(DATASET):
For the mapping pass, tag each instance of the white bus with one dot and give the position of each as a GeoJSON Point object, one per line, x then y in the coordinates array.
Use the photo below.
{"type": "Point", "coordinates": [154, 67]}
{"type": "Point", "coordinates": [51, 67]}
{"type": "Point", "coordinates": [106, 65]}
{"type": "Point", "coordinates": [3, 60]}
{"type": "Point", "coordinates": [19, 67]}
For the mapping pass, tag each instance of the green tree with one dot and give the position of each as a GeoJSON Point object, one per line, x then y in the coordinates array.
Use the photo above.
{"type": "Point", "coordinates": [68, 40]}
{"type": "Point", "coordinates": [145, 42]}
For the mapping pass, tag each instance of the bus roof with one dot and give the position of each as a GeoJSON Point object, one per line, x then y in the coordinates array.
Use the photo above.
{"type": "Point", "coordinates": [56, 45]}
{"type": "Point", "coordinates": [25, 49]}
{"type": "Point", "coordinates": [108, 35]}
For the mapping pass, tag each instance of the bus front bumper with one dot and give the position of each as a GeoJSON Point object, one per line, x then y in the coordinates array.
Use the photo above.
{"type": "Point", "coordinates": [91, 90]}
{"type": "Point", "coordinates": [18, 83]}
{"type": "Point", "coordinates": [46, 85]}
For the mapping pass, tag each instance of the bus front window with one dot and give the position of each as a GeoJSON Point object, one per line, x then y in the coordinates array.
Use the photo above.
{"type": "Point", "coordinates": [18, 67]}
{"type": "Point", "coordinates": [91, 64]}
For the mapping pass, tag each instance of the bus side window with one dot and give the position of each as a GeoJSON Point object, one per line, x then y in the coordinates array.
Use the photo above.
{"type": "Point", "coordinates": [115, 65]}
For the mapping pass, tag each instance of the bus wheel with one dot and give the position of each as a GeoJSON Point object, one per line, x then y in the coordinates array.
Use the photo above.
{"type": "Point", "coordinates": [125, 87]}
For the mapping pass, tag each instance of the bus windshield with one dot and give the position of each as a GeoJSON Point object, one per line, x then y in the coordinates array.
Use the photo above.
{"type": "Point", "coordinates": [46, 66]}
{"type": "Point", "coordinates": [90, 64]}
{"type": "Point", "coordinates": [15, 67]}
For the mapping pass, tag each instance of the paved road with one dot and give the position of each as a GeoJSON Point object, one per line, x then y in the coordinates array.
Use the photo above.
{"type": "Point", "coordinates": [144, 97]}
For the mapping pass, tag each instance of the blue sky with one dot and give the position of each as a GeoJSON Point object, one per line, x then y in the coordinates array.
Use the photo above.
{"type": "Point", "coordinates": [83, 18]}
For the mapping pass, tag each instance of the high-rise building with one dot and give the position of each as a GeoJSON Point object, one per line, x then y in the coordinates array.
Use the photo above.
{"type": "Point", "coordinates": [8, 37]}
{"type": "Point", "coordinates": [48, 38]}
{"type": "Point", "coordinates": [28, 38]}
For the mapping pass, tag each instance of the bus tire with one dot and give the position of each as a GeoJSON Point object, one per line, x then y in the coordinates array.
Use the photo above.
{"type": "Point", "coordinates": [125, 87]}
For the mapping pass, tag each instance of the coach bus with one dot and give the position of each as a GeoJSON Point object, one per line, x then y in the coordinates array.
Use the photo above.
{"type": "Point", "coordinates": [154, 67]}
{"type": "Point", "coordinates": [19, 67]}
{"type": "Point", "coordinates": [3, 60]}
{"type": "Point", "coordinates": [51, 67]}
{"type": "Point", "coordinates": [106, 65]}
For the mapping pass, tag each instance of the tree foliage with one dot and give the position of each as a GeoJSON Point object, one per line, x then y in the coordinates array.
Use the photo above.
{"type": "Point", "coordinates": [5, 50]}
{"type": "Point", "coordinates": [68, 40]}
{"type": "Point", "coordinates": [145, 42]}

(WORK TO COMPLETE): Copy each line of the listing that holds the word "tree".

(OUTPUT FOR THIS TASK):
For the mapping pass, tag each instance of the green tree with one dot and give the position of each as a GeoJSON Point object, one per line, x then y in the coordinates array.
For the mapping pass, tag each instance of the tree foliage with one dot and give the position of each as a GeoJSON Point object, one per line, x then y in the coordinates array.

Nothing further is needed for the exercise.